[Point placement records]

┄┄┄┄┄┄

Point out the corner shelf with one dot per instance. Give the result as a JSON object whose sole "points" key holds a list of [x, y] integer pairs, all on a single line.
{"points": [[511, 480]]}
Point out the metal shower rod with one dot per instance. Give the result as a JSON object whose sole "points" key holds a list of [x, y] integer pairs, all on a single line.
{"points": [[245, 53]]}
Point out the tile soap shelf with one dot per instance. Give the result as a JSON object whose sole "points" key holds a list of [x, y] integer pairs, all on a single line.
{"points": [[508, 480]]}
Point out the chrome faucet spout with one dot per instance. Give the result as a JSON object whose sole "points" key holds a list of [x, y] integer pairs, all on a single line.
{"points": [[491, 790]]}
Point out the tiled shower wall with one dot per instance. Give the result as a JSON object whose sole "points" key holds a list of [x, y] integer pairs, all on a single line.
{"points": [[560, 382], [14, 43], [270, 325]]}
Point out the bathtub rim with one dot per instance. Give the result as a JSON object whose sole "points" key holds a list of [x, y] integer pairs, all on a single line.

┄┄┄┄┄┄

*EXERCISE TASK:*
Produce an exact copy of all the records.

*ANSWER TO THIS TASK:*
Point out the corner shelf with one dot per instance. Give the result as a JSON object whose sole "points" key holds a list of [x, y] integer pairs, all on a single line.
{"points": [[511, 480]]}
Point out the metal shower rod with one dot per instance. Give the result as a JSON object whose sole "points" key holds a list of [x, y] integer pairs, all on a single line.
{"points": [[245, 53]]}
Point out the tile soap shelf with one dot per instance. Give the result as a JSON object whose sole "points" key holds a list of [x, y] integer pairs, all on a single line.
{"points": [[508, 480]]}
Point out the chrome faucet spout with one dot per instance. Give the result as a JSON object whose sole "points" key holds a list of [x, y] integer pairs, all on a single line.
{"points": [[491, 790]]}
Point out the tiled shower wall with one dot per instance. Give the result as a JSON object whose sole "points" key holds a list of [x, y] integer pairs, all on a single line.
{"points": [[560, 382], [14, 43], [270, 325]]}
Point out the bathtub rim with one dot per instance. Give the result as a JSON object whose sole "points" key holds a list of [x, y] integer pairs, all on a single line.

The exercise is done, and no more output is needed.